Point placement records
(begin)
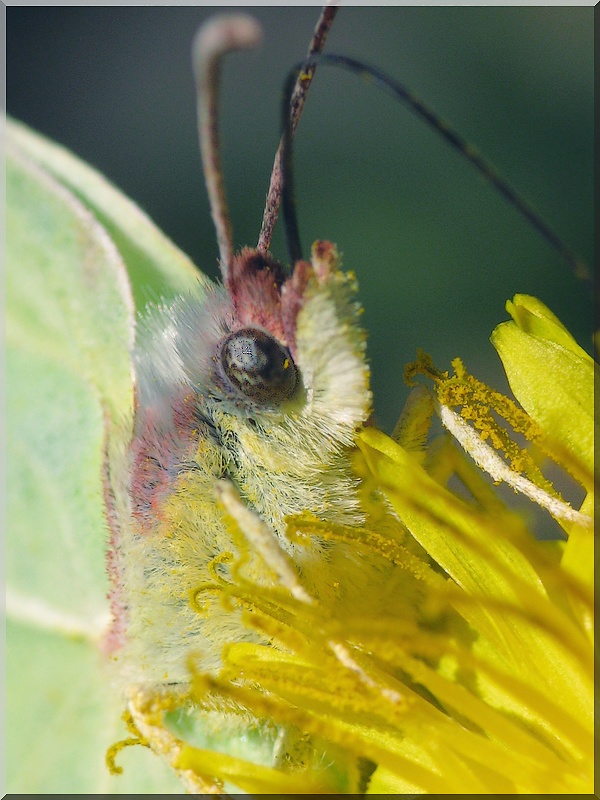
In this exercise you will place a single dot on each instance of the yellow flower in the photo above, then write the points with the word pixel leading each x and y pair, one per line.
pixel 464 663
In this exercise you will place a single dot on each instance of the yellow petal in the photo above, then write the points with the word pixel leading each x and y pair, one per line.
pixel 553 379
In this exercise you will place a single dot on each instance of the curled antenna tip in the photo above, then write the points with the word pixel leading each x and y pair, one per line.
pixel 217 37
pixel 220 35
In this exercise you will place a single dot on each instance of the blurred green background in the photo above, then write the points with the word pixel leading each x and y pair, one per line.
pixel 437 252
(end)
### WRITTEN TASK:
Render everything from the line containing "of the blurred" down to the end of the records as a two-column CSV with columns named instruction and points, with one row per instruction. Put each value in a single quoted field, with line breaks replaced by spaces.

### SOLVED EXERCISE:
instruction,points
"In this exercise you will place a single dot on each instance of the blurred green background in the photo above, then write the points with the word pixel leading each x and y pair, one per line.","pixel 437 252"